[Rows from a pointing dataset]
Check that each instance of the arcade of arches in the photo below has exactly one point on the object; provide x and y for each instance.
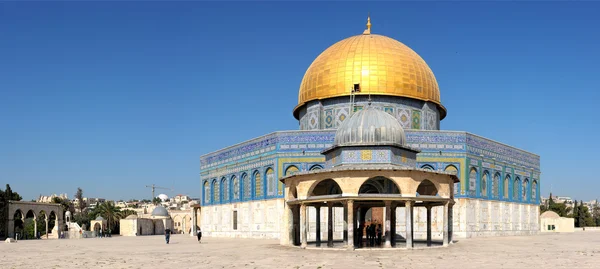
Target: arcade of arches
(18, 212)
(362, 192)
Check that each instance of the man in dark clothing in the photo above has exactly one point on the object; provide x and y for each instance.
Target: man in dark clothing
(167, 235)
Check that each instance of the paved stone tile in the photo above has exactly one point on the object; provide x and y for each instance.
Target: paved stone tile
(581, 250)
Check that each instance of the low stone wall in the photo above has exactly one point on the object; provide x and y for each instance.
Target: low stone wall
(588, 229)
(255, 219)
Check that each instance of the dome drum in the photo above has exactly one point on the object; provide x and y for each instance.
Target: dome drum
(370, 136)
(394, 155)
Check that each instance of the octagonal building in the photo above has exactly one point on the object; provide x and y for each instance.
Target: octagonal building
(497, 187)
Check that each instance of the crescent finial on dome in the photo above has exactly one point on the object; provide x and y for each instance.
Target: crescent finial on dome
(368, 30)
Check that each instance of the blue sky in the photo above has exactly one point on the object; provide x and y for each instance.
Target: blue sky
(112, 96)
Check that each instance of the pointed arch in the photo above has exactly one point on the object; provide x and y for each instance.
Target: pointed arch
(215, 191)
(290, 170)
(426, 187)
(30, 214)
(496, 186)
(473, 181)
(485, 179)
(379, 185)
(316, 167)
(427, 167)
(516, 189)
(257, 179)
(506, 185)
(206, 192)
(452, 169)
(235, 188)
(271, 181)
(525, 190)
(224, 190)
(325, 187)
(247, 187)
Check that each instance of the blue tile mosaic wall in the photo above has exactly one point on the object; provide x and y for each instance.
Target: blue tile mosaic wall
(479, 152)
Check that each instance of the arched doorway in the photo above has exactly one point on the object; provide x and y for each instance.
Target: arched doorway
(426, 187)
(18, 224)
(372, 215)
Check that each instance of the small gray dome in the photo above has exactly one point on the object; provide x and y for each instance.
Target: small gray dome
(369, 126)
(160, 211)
* * *
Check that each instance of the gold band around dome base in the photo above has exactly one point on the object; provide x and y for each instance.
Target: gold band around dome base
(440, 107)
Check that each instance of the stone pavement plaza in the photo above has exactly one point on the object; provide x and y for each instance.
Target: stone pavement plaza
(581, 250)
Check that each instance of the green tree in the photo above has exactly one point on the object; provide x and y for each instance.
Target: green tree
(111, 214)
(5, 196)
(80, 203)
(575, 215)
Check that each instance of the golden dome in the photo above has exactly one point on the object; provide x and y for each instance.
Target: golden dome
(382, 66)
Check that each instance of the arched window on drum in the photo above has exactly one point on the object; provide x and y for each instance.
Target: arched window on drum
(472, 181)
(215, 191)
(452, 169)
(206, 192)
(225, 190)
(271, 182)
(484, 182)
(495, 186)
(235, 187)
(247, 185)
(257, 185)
==
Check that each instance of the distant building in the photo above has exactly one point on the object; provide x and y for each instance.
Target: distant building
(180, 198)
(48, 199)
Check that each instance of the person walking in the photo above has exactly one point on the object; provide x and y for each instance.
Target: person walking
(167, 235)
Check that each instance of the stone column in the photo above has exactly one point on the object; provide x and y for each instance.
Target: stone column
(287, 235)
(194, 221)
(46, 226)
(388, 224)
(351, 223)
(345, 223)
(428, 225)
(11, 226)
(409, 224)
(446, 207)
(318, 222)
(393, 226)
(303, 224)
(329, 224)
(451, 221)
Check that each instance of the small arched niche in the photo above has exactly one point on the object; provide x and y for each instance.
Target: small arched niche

DO THIS: Please retype the entries above from the line with "Check that each instance of the small arched" up to and including the line with "Target: small arched niche".

EXPECTED ANSWER:
Check that each instance of the small arched niche in the photo above has exactly one point on the object; provide x and y for each instance.
Target: small arched niche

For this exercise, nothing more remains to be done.